*What to work on*.
Reproduce the complete set of records, exactly as they appear.

#####

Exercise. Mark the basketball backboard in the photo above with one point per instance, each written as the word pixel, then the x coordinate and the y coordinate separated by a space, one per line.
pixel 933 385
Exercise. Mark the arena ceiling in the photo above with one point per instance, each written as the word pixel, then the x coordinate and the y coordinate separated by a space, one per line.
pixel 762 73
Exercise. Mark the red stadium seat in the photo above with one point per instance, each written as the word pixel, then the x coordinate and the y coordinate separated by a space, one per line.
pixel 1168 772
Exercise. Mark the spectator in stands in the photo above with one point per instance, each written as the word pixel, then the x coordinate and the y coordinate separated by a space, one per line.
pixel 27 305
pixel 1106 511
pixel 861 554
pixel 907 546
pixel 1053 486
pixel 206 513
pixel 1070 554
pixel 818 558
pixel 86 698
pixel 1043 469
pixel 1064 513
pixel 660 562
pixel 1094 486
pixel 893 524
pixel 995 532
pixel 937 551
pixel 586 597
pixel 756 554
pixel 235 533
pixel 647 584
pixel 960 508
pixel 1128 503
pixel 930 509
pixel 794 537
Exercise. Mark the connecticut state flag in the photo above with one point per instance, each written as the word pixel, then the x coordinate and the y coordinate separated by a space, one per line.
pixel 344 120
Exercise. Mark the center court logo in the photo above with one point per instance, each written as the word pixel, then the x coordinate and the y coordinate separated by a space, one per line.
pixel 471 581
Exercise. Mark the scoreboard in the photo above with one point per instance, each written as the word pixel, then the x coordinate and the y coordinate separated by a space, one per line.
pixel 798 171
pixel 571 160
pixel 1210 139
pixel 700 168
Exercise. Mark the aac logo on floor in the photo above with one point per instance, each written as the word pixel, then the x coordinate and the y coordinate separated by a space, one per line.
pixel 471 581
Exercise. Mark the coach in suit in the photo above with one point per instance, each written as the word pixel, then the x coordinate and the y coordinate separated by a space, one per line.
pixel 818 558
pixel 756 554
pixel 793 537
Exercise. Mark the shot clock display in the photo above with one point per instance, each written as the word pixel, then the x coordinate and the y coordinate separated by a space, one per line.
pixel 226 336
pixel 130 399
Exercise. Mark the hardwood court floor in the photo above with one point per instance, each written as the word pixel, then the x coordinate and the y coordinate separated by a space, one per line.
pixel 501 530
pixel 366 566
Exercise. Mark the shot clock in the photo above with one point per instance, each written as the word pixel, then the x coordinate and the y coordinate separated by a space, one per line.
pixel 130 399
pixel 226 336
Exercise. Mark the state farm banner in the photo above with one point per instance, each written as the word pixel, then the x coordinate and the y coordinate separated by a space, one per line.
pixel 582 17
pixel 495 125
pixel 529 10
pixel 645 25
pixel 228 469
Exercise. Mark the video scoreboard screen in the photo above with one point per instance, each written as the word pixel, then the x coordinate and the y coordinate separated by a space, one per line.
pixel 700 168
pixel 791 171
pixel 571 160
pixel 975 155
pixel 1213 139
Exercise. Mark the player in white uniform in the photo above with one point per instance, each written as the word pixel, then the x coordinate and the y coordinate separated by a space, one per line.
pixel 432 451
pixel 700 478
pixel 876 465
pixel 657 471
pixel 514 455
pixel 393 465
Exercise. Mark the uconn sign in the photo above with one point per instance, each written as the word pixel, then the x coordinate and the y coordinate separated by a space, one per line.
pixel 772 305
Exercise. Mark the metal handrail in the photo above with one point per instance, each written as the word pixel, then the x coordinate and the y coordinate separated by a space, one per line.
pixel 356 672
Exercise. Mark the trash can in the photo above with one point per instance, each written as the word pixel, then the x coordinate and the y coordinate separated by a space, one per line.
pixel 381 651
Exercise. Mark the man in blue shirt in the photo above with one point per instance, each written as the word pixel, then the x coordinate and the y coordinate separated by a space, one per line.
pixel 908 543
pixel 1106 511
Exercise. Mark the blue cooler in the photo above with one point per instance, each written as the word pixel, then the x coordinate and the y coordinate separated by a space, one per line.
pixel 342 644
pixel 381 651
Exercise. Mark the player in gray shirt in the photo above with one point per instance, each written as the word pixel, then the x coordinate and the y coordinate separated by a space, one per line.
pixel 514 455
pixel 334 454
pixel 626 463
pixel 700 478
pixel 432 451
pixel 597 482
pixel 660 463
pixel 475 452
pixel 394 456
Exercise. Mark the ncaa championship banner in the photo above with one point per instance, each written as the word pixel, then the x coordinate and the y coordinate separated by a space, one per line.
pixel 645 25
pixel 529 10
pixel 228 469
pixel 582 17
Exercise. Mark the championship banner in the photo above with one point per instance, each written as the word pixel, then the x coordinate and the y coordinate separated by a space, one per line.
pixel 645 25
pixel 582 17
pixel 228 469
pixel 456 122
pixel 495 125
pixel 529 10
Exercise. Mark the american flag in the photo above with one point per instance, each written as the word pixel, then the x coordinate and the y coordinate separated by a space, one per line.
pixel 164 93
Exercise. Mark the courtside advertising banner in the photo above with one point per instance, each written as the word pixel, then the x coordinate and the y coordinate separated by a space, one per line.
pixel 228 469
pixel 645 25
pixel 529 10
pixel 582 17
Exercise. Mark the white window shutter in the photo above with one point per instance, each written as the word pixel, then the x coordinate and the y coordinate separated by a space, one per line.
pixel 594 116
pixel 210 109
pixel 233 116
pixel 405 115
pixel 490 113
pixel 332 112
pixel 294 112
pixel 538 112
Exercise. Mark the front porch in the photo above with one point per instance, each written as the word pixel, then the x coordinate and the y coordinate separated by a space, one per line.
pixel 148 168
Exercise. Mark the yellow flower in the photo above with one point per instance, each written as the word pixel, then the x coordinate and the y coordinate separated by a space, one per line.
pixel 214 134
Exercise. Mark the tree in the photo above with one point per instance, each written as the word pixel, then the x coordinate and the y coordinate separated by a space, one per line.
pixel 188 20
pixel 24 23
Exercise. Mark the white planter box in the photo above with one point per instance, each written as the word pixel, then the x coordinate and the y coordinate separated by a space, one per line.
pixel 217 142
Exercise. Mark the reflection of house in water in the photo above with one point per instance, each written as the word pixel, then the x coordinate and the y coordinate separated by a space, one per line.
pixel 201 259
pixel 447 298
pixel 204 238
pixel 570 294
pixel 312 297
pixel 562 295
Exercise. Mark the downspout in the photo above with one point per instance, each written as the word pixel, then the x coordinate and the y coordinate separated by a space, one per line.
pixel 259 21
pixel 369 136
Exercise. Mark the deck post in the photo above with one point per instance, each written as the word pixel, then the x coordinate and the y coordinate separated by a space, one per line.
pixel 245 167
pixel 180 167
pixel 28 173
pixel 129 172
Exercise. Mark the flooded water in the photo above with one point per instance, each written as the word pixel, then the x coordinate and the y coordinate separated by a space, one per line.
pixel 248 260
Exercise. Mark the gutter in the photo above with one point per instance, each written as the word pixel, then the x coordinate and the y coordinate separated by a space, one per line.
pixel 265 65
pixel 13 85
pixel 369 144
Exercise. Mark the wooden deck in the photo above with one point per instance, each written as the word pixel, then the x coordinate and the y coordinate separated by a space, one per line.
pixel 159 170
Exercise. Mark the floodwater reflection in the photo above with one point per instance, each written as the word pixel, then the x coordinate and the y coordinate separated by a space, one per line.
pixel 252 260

#####

*Completed task*.
Exercise. Mark the basketball backboard in the photo above with one point per instance, each written as the word pixel, then the x coordinate and the y coordinate separated by a space, one per line.
pixel 933 385
Exercise. Mark the arena ceiling in the photo above with one point per instance, each written as the word pixel, then the x coordinate and the y coordinate separated by a space, one per line.
pixel 762 73
Exercise. Mark the red stadium seat in the photo above with one point per instance, each written as the word pixel, then the x coordinate and the y coordinate separated by a space, one per line.
pixel 1168 772
Exercise. Mark the spectator in stands in the photo above with one point per instance, each written as the word pixel, then the x coordinate and the y coordinate separated by a space, one per line.
pixel 27 305
pixel 1106 511
pixel 861 554
pixel 907 546
pixel 1053 486
pixel 206 513
pixel 1070 554
pixel 818 558
pixel 86 698
pixel 1043 469
pixel 1064 513
pixel 660 562
pixel 1094 486
pixel 893 524
pixel 995 532
pixel 937 551
pixel 586 597
pixel 756 554
pixel 235 533
pixel 647 584
pixel 960 508
pixel 1128 503
pixel 930 509
pixel 794 537
Exercise. Mark the connecticut state flag in the photo above with one point per instance, each written as the word pixel, then the x coordinate and the y coordinate separated by a space, one per line.
pixel 344 120
Exercise. Mark the center court logo in the photo above with one point per instance, each written as the word pixel, then the x coordinate and the y coordinate separated by a space, one per line.
pixel 471 581
Exercise. Mark the scoreboard in the photo above with one point per instance, each written as the word pixel, then the x coordinate and the y coordinate separated by a space, one per line.
pixel 798 171
pixel 571 160
pixel 1210 139
pixel 700 168
Exercise. Mark the aac logo on floor in the photo above with one point per instance, each written as the word pixel, then the x coordinate and the y coordinate separated by a space, one per line.
pixel 471 581
Exercise. Mark the coach in suit in the photo above with one point per instance, each written as the word pixel, then the x coordinate and the y coordinate separated by a space, one per line.
pixel 818 558
pixel 756 554
pixel 793 537
Exercise. Mark the shot clock display in the photo above with one point per instance, each written as the word pixel, then the x coordinate and the y coordinate separated by a space, one per line.
pixel 226 336
pixel 130 399
Exercise. Mark the hardwood court floor in the photo above with one point per instance, each written as the word pixel, then the x coordinate and the y coordinate separated by a space, one per line.
pixel 501 530
pixel 366 566
Exercise. Mark the shot clock in the photo above with one point per instance, each written as the word pixel, then the x coordinate and the y coordinate separated by a space, one per line.
pixel 130 399
pixel 226 336
Exercise. Mark the state farm banner in the photo above with one point per instance, each written as the word pixel, then the x coordinate and the y coordinate separated by a space, one per line.
pixel 582 17
pixel 495 125
pixel 529 10
pixel 645 25
pixel 228 469
Exercise. Mark the video scoreboard screen in the photo above with one point per instance, each written as the word pixel, then the x coordinate and the y coordinate separated by a space, one per line.
pixel 700 168
pixel 791 171
pixel 571 160
pixel 975 155
pixel 1213 139
Exercise. Mark the player in white uniform in the photo above with one point per instance, each written as the word pixel, then the x coordinate and the y coordinate separated by a space, one per line.
pixel 432 451
pixel 700 478
pixel 876 465
pixel 657 471
pixel 514 455
pixel 393 465
Exercise. Mark the uconn sign in the photo above with one point per instance, each written as the word pixel, then the x coordinate and the y coordinate separated by a space, one per line.
pixel 772 305
Exercise. Mark the metal handrail in the photo above with one point per instance, each written as the word pixel, then the x coordinate and the y coordinate separated by a space, one per line.
pixel 356 672
Exercise. Mark the trash can in the photo above with one point per instance, each written as the word pixel, then the x coordinate and the y coordinate separated by a space, one per line.
pixel 381 651
Exercise. Mark the man in blue shirt in the photo above with one point per instance, each written as the word pixel, then the x coordinate and the y coordinate separated by a space, one per line.
pixel 908 543
pixel 1106 511
Exercise. Mark the blue cooler in the photo above with one point per instance, each written as the word pixel, then the x coordinate and the y coordinate separated by a space, one per line.
pixel 342 644
pixel 381 651
Exercise. Mark the player in gray shirt in the photo above with one point per instance, each written as the word pixel, then the x coordinate and the y coordinate separated by a space, one per line.
pixel 514 455
pixel 334 454
pixel 626 463
pixel 700 478
pixel 432 451
pixel 597 482
pixel 660 463
pixel 475 452
pixel 394 456
Exercise. Mark the ncaa championship banner in the photo above with one point per instance, each written as the word pixel, then the x coordinate and the y coordinate separated by a space, one per line.
pixel 645 25
pixel 529 10
pixel 228 469
pixel 582 17
Exercise. Mark the championship banner in the photo above with one point per instance, each written as the word pixel, then the x coordinate and the y coordinate separated by a space, one per line.
pixel 645 25
pixel 582 17
pixel 228 469
pixel 456 122
pixel 495 125
pixel 529 10
Exercise. Mark the american flag in the photo above with one point per instance, each written as the word pixel, then the x coordinate and the y coordinate separated by a space, one per line.
pixel 164 93
Exercise. Mark the courtside advertising banner in the photo above with one point per instance, each written as the word pixel, then the x coordinate and the y coordinate separated by a space, one per line.
pixel 228 469
pixel 645 25
pixel 529 10
pixel 582 17
Exercise. Mark the white window shutter in the photo above with one point per instance, each written as the word pixel, then the x coordinate and the y coordinate separated by a space, one per line.
pixel 594 116
pixel 210 109
pixel 233 116
pixel 405 115
pixel 490 113
pixel 332 112
pixel 294 112
pixel 538 112
Exercise. Mark the front porch in the photo above with one point per instance, each written as the word pixel, then the x coordinate and the y coordinate separated by a space, one per line.
pixel 148 168
Exercise. Mark the yellow flower in the photo above with one point per instance, each written as the word pixel, then the x coordinate and the y coordinate separated by a space, one per line.
pixel 214 134
Exercise. Mark the tree in the photo above with one point per instance, each written as the word pixel, then the x coordinate and the y coordinate separated by a space, one per line.
pixel 188 20
pixel 24 23
Exercise. Mark the white planter box in the photo above with one point per instance, each written as the word pixel, then the x coordinate and the y coordinate separated by a space, one per line.
pixel 217 142
Exercise. Mark the reflection of house in water in the photo above with one point per instance, each written as the word pixel, then the x coordinate and the y coordinate separated by a space, one per line.
pixel 201 259
pixel 447 298
pixel 204 238
pixel 570 294
pixel 312 297
pixel 562 295
Exercise. Mark the downspout in the photo above with one point per instance, each written as the word pixel, then the x coordinate and the y coordinate separated by a space, one per line.
pixel 259 21
pixel 369 136
Exercise. Mark the deck post in the photo above with one point per instance, each written as the word pixel, then the x coordinate and the y coordinate separated by a space, one per line.
pixel 245 167
pixel 180 167
pixel 28 173
pixel 129 172
Exercise. Mark the flooded water in the photo above with one point per instance, each written as the word pixel, then the x coordinate and the y coordinate separated by a space, one per line.
pixel 248 260
Exercise. Mark the gutter in the photo above with one point per instance, each written as the word pixel, then the x coordinate and the y coordinate separated by a space, one per line.
pixel 265 65
pixel 13 85
pixel 369 144
Exercise. Mark the wooden deck in the photo above with one point per instance, each written as the word pixel, then the x coordinate and the y coordinate separated by a space, one per line.
pixel 159 170
Exercise. Mark the floodwater reflection in the photo above with one point per instance, each written as the word pixel, then the x coordinate and the y coordinate separated by a space, one per line.
pixel 252 260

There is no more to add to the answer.